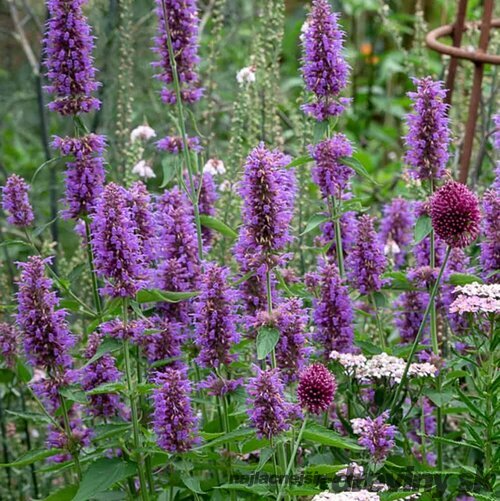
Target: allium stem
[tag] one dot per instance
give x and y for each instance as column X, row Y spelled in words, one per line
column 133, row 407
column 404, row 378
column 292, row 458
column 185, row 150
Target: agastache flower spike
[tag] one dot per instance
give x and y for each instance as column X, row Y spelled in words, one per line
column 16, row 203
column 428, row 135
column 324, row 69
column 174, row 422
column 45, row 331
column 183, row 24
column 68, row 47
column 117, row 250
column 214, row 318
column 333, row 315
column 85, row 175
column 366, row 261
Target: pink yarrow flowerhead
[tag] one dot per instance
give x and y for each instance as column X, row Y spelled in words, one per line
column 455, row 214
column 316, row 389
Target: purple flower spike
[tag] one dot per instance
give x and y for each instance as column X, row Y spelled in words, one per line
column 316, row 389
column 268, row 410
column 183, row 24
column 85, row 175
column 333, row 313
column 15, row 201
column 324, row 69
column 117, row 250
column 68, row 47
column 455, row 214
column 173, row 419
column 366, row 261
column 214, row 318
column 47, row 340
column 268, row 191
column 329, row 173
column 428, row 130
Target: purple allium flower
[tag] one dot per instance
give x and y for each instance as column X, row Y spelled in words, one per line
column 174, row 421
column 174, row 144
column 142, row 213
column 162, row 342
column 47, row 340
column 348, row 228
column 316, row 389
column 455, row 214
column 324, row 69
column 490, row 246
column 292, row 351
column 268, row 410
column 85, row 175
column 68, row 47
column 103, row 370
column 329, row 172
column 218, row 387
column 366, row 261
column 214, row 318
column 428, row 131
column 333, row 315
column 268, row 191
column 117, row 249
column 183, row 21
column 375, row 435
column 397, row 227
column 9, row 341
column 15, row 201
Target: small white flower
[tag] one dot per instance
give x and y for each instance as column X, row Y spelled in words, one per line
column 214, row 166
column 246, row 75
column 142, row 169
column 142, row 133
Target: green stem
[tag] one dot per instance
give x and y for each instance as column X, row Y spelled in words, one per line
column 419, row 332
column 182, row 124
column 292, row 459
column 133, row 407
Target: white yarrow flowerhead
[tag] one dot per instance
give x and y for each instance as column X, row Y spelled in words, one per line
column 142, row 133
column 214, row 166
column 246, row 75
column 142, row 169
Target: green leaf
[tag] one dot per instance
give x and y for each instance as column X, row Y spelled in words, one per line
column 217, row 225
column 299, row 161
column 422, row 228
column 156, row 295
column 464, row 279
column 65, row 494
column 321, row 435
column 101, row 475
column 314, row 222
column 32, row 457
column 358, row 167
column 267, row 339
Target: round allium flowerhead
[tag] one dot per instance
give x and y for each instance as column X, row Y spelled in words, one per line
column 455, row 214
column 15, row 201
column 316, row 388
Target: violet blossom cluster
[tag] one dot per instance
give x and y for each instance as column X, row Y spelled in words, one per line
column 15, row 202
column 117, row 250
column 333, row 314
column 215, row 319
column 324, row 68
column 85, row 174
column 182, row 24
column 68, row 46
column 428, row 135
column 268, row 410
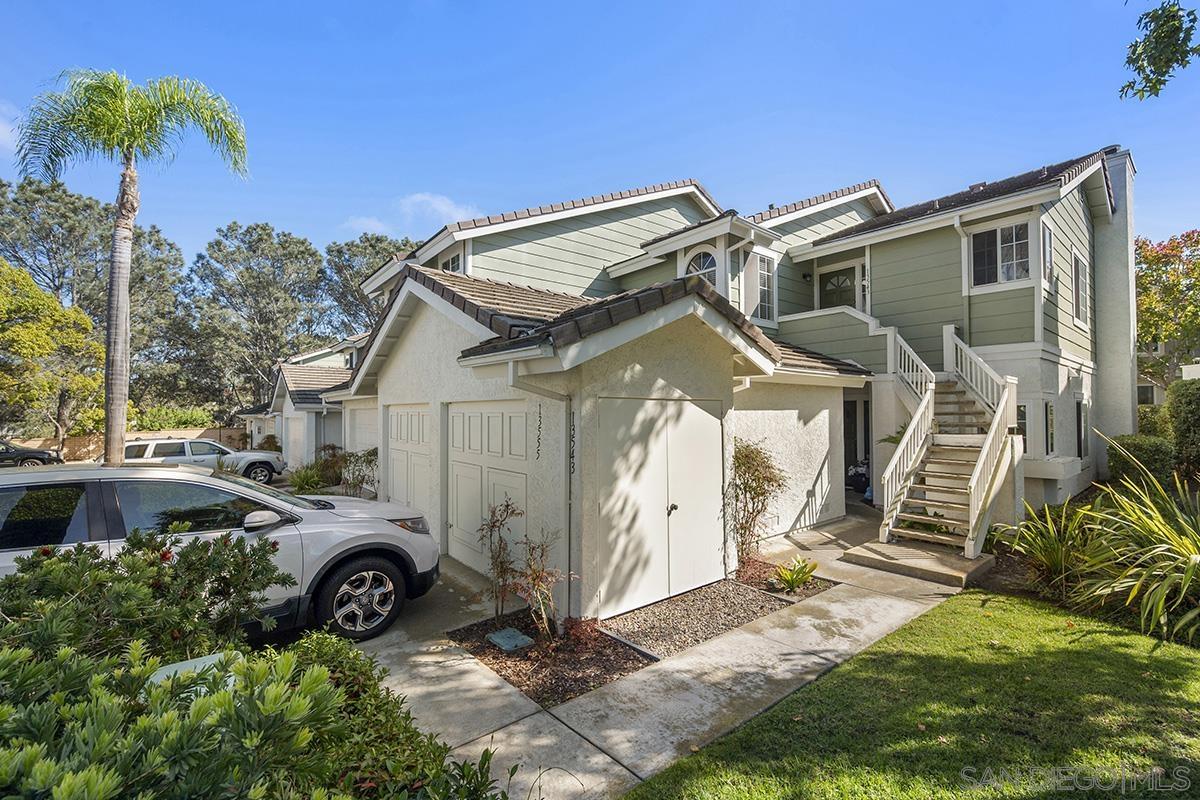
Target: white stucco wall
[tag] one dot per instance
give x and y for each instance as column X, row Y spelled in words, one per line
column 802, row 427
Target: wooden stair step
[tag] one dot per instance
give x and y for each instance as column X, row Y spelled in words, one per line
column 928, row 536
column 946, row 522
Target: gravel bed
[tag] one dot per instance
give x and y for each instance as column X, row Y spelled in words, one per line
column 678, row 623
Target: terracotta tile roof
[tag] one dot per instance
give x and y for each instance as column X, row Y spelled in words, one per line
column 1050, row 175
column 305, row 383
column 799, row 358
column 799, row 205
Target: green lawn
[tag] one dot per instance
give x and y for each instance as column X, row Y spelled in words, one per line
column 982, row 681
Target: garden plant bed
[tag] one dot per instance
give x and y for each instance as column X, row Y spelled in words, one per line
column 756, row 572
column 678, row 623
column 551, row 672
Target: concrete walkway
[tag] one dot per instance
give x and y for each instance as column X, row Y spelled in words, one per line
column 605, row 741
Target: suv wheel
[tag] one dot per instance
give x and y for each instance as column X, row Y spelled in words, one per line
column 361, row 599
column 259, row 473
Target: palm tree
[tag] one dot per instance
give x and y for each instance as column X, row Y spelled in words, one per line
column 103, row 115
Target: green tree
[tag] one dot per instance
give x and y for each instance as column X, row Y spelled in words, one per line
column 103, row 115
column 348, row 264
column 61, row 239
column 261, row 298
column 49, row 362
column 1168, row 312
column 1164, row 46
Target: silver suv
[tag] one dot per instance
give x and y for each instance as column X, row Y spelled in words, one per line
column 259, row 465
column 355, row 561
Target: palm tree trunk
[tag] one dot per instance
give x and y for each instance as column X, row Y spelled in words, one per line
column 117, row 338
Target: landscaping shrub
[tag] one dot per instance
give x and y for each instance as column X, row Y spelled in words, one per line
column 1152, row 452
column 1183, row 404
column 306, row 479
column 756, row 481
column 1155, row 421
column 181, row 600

----

Your goal —
Which lines contain "white"? Copy each of them from the listing.

Solved problem —
Target: small white flower
Target: white yarrow flowerhead
Target: white stucco wall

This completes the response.